▶ **EXCERPT TO READ**:
With the passage of this Legislative session’s marquee school choice bill, a new private school voucher program is on the verge of being created. Senate Bill 7070 is now on the desk of Governor Ron DeSantis, who’s been a vocal supporter of school choice since before taking office. (Photo: Steve Cannon/AP)
And, the former governor of Florida who can be credited with getting the proverbial ball rolling on school choice in the state was there for the final House vote.
“Members, it was 20 years ago when one visionary leader started Florida and Florida’s children on a path of choice,” House Speaker Jose Oliva said moments before the chamber voted. “It was 20 years ago and here we stand today. It is my pleasure to introduce the former governor of the great state of Florida, Governor Jeb Bush.”
When Jeb Bush proposed a private school voucher program just prior to the turn of the century, it was eventually struck down by the Florida Supreme Court. Now, the Family Empowerment Scholarship will pay for middle and low-income families’ private tuition. Families earning up to 300 percent of the federal poverty level, or a family of four making about $77,000 per year, are eligible. Though, students at 180 percent of poverty and below are given priority under the measure.
The age-old debate concerning whether voucher programs drain money from traditional public schools played out on the House floor. Republican Representative Ralph Massulo tried to make the case for vouchers not being a drain on public schools.
“You heard questions yesterday that showed that the money that the schools are not getting for education of those children, is money that those schools don’t need to spend, because those children are being educated elsewhere,” Massulo said.
Massulo says if every state scholarship program was at full participation, it would still make up only a fraction of students in the state.
“We’re talking about .6 percent of the 2.8 million students in our state … And you say, ‘Well, that’s supposed to grow’ – it’s supposed to grow at .25 percent per year,” Massulo said. “Very small numbers.”
But Democratic Representative Anna Eskamani says Massulo’s argument is a false one.
“Yes, you can make the point that when you divert public dollars into a private enterprise – whether it’s a public-private partnership, an RFP, or in this case directly giving the option for a parent to choose that private institution – you can say you’re saving money because you’re pulling a student out of that school that doesn’t have to be invested anymore,” Eskamani said. “But the reality is, when we make that type of push, we’re also losing quality.”

(Dataset entries)
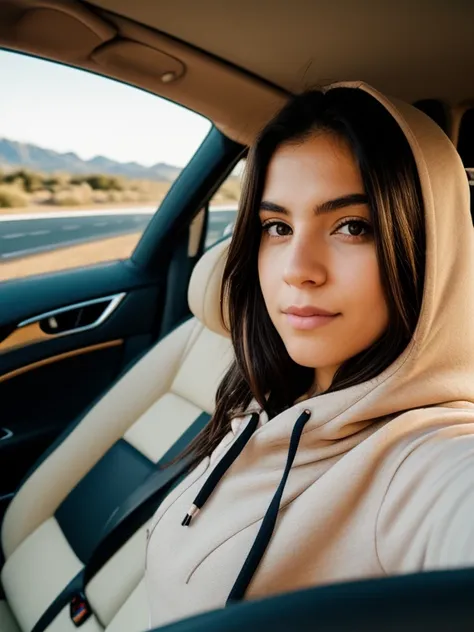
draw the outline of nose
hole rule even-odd
[[[314,234],[313,238],[311,235],[294,236],[285,252],[285,283],[295,287],[324,285],[328,276],[324,248],[316,242]]]

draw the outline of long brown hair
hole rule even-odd
[[[405,135],[391,114],[359,89],[312,90],[292,98],[249,153],[221,296],[221,305],[228,306],[225,321],[235,360],[218,388],[212,420],[187,451],[196,461],[214,450],[229,431],[232,417],[245,411],[252,398],[272,417],[292,406],[313,383],[314,369],[290,358],[270,320],[257,257],[262,232],[259,206],[274,152],[321,132],[345,139],[358,161],[389,307],[385,333],[346,360],[325,392],[376,377],[405,349],[415,330],[423,295],[425,227],[418,171]]]

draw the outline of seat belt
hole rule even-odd
[[[183,452],[207,426],[211,415],[202,413],[171,446],[156,465],[156,470],[138,487],[130,497],[112,513],[107,521],[99,544],[85,567],[69,582],[56,599],[48,606],[31,632],[44,632],[68,604],[71,619],[76,627],[81,626],[93,614],[85,596],[85,587],[104,564],[127,542],[127,540],[149,520],[169,492],[189,474],[193,456],[164,467]]]

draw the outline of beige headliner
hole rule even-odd
[[[242,142],[287,91],[332,80],[362,79],[408,101],[468,102],[473,24],[471,0],[0,2],[1,45],[144,87]],[[164,84],[169,70],[179,78]]]

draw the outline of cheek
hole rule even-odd
[[[339,268],[339,287],[344,287],[344,295],[353,322],[363,329],[373,329],[382,333],[388,325],[388,306],[382,288],[380,270],[374,249],[359,251],[358,257],[346,260]]]
[[[278,285],[278,261],[273,261],[267,249],[261,249],[258,254],[258,278],[265,304],[271,312],[271,297],[275,297]]]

▶ **WORK REQUEST 1**:
Answer these questions using the article on Florida's voucher bill:
(a) What is the number of the bill now on the governor's desk?
(b) Up to what income level are families eligible for the Family Empowerment Scholarship?
(c) According to Massulo, at what yearly rate is participation supposed to grow?
▶ **WORK REQUEST 2**: List every person the article on Florida's voucher bill names along with a title in Florida government, and give each one's title as stated.

▶ **TASK SOLUTION 1**:
(a) Senate Bill 7070.
(b) Up to 300 percent of the federal poverty level, or about $77,000 per year for a family of four.
(c) At .25 percent per year.

▶ **TASK SOLUTION 2**:
- Ron DeSantis, Governor
- Jeb Bush, former governor of Florida
- Jose Oliva, House Speaker
- Ralph Massulo, Republican Representative
- Anna Eskamani, Democratic Representative